## What to do
Collect each line of the material below that contains the word "negative".

## Stored data
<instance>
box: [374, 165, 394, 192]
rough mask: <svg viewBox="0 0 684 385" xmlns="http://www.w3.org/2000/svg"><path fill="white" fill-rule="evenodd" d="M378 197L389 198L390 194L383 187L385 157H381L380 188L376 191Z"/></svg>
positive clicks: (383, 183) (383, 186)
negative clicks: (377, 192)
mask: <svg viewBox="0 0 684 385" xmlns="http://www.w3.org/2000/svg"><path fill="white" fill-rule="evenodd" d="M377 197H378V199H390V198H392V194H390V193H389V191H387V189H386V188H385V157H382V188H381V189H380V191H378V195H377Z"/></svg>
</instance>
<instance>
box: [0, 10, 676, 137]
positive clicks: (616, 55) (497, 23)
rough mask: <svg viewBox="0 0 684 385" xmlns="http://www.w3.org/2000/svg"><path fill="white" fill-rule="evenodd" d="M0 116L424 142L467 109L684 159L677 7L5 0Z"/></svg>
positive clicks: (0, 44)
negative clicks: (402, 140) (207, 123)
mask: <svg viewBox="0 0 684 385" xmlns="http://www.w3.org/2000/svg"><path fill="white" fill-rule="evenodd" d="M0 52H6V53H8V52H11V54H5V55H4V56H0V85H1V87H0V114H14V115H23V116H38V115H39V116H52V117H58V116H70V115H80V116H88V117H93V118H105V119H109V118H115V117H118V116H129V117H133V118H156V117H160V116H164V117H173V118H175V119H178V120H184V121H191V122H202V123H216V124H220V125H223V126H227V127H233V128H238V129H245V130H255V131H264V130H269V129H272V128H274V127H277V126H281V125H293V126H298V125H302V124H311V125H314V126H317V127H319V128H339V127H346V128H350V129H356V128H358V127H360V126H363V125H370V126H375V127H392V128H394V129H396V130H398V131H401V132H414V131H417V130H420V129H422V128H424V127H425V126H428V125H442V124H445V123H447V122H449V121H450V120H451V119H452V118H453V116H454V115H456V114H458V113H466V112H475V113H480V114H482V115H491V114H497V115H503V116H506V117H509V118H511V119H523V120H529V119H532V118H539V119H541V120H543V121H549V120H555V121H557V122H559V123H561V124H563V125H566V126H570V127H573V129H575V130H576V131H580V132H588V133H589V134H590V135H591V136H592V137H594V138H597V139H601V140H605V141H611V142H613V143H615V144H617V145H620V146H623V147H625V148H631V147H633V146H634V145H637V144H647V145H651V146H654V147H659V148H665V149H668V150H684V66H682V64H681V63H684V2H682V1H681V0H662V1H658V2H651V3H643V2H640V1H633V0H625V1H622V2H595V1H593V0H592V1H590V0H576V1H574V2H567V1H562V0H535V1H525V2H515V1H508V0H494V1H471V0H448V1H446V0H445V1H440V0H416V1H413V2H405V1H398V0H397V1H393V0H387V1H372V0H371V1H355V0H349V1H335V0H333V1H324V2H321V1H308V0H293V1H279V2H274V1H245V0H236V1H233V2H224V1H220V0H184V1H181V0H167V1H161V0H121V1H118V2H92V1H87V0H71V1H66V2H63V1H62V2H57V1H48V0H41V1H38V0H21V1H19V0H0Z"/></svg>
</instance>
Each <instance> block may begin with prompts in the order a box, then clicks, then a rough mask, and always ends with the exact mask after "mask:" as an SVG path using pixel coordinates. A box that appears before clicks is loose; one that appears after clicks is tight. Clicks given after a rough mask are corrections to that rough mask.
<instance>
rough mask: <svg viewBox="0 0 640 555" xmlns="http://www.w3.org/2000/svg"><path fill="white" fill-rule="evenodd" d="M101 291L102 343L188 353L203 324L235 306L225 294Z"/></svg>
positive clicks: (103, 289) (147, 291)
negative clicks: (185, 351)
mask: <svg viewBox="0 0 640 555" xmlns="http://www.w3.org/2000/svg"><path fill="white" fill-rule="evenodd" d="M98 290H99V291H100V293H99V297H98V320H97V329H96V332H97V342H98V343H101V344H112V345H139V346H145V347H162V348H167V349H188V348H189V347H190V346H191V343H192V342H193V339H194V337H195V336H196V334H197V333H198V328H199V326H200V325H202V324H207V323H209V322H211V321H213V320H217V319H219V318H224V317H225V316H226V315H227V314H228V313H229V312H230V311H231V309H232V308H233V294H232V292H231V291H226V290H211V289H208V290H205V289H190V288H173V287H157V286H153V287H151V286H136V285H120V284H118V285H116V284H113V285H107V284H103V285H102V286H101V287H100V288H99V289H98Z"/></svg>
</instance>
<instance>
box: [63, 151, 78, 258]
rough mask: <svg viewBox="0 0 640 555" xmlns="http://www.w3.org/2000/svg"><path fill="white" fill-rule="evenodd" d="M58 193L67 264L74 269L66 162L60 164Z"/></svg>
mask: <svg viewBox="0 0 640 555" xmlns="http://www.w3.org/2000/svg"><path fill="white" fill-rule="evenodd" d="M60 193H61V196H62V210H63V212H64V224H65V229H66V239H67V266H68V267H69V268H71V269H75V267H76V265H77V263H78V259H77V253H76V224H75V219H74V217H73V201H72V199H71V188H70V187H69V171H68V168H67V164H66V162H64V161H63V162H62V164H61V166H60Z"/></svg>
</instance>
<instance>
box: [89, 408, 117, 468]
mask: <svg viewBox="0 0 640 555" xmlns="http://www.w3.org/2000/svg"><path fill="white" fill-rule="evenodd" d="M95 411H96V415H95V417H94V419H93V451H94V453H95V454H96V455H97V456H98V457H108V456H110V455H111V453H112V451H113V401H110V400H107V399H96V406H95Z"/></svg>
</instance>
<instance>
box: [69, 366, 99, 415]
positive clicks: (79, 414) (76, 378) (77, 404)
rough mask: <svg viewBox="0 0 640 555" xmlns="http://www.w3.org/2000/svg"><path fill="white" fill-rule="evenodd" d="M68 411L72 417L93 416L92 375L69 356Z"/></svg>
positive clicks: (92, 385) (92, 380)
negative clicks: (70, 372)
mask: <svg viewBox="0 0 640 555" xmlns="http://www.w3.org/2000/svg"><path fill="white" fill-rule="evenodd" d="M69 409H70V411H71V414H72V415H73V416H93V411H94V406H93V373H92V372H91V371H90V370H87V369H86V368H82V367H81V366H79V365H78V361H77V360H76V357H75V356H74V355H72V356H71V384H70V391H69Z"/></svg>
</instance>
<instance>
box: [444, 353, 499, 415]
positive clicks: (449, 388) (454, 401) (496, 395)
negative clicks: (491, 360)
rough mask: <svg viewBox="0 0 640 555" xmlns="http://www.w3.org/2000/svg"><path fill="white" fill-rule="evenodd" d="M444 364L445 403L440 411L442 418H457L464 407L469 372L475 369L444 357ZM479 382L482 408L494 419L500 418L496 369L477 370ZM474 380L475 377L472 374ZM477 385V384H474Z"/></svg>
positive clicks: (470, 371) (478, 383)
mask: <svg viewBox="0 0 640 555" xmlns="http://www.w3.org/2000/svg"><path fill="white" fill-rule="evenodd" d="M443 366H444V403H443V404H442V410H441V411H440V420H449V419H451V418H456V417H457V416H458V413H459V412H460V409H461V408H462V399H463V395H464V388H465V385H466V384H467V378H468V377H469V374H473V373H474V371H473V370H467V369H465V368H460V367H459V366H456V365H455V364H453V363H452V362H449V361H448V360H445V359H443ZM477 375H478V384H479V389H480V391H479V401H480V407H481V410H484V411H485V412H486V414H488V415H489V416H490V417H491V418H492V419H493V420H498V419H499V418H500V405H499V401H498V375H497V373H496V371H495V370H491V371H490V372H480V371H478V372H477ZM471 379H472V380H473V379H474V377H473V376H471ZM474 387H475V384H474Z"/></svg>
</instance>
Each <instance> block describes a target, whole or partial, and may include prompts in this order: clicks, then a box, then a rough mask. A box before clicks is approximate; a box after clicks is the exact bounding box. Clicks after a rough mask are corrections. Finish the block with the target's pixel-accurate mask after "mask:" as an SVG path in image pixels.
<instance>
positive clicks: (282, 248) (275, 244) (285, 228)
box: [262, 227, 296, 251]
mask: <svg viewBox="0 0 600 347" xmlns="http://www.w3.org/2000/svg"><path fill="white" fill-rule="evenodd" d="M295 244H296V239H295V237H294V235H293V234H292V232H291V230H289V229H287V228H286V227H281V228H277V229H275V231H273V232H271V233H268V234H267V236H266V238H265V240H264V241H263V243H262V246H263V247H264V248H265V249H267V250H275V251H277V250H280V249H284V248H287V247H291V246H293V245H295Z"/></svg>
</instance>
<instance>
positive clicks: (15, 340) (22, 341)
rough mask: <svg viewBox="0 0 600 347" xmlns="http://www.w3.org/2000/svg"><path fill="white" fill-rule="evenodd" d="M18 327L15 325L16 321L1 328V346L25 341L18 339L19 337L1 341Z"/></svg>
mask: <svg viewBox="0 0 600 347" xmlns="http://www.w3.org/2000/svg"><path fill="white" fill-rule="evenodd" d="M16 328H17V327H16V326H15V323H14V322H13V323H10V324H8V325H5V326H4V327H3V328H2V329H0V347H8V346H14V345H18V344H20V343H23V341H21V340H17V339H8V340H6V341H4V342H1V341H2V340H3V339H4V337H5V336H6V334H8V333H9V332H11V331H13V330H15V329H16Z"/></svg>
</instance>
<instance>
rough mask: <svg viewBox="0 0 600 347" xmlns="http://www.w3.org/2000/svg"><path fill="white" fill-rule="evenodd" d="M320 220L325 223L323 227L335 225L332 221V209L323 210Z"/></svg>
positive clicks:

## Exercise solution
negative clicks: (377, 192)
negative clicks: (402, 140) (207, 123)
negative clicks: (185, 351)
negative clicks: (70, 372)
negative clicks: (491, 360)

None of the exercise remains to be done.